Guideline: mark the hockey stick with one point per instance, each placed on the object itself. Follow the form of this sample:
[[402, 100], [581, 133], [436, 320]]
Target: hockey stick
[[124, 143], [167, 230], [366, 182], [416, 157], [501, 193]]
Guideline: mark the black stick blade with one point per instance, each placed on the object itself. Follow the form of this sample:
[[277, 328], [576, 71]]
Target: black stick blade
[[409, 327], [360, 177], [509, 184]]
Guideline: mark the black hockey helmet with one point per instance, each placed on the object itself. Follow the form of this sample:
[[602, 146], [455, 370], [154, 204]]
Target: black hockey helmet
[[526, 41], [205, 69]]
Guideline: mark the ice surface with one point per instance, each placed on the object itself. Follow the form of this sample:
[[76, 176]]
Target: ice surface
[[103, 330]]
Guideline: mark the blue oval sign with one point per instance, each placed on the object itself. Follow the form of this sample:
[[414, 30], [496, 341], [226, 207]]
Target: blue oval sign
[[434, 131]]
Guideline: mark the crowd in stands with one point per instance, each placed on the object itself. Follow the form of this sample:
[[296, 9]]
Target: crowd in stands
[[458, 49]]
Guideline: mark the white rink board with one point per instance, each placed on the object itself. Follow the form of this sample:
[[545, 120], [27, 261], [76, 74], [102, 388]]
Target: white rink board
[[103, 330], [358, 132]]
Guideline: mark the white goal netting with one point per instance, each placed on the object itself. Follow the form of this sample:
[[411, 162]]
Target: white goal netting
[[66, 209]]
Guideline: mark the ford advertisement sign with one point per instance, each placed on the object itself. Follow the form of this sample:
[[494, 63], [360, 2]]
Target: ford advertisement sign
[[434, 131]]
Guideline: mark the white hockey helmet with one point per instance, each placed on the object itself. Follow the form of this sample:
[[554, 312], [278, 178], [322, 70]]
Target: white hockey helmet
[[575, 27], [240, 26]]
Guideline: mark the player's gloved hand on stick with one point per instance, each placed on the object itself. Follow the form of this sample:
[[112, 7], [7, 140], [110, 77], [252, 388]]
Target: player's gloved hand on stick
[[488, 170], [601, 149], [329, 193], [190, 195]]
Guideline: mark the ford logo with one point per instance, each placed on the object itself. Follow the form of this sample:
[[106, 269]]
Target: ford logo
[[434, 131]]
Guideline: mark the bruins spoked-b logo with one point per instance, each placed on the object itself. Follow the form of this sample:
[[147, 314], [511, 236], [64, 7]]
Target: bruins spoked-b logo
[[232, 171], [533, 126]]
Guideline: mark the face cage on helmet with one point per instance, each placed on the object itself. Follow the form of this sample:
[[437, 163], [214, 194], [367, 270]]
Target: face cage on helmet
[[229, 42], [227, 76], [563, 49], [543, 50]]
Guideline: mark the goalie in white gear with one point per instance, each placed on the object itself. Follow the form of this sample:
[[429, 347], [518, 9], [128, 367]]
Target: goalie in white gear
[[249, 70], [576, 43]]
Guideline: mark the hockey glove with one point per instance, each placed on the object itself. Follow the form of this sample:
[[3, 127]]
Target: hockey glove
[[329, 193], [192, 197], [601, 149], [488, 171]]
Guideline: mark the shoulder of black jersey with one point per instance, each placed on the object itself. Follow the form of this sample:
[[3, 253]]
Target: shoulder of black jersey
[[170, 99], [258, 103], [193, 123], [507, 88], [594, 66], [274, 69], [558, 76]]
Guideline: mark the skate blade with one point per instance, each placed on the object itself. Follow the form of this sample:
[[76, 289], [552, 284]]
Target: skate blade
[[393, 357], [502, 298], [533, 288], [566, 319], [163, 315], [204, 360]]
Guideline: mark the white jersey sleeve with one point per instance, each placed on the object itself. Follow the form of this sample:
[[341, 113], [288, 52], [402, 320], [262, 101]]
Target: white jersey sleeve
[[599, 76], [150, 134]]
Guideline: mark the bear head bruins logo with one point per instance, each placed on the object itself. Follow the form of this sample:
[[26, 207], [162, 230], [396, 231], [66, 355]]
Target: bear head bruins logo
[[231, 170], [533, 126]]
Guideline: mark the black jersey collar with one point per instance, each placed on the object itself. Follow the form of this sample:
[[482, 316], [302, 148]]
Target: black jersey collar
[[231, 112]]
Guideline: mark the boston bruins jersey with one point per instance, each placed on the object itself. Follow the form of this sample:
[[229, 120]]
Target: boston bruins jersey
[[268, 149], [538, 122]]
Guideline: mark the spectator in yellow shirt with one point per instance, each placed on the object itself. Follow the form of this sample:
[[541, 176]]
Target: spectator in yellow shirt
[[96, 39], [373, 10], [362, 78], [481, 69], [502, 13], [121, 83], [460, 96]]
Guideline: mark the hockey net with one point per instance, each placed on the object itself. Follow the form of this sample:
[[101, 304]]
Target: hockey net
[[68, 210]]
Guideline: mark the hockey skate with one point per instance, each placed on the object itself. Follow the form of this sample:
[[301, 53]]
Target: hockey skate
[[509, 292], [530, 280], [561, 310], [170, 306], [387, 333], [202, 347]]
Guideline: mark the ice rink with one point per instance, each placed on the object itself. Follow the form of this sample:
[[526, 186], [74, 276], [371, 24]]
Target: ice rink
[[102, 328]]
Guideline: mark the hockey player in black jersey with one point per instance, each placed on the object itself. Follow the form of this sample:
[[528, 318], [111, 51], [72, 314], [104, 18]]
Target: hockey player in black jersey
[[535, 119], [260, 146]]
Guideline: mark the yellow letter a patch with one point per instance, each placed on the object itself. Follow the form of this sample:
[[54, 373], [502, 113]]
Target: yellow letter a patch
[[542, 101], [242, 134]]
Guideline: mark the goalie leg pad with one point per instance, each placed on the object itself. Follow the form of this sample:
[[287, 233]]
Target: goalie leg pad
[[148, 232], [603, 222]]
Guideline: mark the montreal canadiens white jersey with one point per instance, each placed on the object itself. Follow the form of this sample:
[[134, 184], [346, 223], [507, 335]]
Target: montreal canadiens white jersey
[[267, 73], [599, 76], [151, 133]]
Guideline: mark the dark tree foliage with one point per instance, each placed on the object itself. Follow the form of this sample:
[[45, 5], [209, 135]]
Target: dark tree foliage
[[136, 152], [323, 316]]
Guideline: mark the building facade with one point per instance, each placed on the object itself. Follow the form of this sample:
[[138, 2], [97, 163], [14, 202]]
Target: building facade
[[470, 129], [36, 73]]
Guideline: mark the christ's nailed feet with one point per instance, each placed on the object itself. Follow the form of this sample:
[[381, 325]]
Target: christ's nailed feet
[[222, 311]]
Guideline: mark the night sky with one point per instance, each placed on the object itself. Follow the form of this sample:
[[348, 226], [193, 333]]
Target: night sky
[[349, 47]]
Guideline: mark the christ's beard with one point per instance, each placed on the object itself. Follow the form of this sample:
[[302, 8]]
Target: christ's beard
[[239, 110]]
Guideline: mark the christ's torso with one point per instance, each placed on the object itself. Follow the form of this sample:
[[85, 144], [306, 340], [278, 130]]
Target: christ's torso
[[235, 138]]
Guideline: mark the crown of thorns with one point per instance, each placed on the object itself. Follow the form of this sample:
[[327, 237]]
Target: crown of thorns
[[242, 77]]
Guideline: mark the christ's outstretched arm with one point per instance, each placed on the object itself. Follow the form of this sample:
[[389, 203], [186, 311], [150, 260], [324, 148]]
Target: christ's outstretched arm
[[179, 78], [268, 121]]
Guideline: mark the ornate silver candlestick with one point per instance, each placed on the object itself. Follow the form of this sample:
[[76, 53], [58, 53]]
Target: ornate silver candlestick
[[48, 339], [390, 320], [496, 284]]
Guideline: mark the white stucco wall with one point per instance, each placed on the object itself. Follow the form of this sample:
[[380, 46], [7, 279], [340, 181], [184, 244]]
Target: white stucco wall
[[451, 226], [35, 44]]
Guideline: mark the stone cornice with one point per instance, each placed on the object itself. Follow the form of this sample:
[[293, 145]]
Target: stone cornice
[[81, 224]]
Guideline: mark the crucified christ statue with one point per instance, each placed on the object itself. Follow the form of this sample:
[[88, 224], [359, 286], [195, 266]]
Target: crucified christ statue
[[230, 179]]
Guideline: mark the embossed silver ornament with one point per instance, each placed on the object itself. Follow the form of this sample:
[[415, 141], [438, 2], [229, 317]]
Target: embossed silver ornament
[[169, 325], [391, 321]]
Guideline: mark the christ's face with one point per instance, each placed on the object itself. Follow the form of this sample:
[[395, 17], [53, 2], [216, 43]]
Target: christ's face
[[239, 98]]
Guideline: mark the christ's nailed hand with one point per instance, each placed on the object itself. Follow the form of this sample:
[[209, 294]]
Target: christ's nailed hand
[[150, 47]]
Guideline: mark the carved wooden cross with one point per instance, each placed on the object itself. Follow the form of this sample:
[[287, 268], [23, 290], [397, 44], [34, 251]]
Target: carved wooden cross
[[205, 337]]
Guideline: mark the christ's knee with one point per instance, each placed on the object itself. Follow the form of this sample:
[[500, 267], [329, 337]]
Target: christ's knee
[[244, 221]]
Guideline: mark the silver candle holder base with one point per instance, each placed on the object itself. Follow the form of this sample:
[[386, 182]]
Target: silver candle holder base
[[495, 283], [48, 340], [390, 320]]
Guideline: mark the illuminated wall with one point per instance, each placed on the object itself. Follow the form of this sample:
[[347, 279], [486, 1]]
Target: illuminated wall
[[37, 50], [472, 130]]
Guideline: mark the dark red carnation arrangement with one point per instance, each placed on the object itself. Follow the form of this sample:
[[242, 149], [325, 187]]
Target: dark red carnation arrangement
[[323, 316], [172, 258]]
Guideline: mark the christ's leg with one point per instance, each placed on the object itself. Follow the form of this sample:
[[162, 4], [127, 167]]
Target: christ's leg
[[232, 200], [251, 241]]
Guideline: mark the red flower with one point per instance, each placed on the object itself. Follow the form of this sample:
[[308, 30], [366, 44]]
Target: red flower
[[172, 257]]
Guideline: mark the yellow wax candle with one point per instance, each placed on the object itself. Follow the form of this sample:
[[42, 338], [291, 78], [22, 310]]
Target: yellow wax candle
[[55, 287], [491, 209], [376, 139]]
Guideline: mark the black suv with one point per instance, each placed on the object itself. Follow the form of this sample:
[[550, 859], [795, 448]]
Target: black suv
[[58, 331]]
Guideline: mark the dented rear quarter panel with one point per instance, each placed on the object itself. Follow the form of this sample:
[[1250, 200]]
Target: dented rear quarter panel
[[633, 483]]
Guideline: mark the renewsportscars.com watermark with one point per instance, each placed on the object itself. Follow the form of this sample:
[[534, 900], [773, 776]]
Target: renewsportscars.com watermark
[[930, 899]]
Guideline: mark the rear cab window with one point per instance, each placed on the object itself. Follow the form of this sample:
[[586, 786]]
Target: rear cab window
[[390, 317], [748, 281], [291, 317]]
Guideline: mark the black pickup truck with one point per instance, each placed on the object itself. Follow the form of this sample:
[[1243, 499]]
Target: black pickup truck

== AIM OF THE EXERCISE ==
Please reproduce word for word the stretch of lines from the first one through the line containing "[[409, 327], [360, 177], [509, 184]]", including both of those lines.

== TASK SOLUTION ==
Guideline: mark the hockey stick with one point per instance, each placed on the object itself. Follow the form of this sample:
[[402, 100], [581, 133], [436, 320]]
Target: hockey stick
[[124, 143], [167, 230], [366, 182], [416, 157], [501, 193]]
Guideline: mark the black stick blade with one point per instance, each placed on the object itself. Follow the form of this sample:
[[277, 328], [576, 71]]
Target: black stick blade
[[409, 327], [360, 177], [509, 184]]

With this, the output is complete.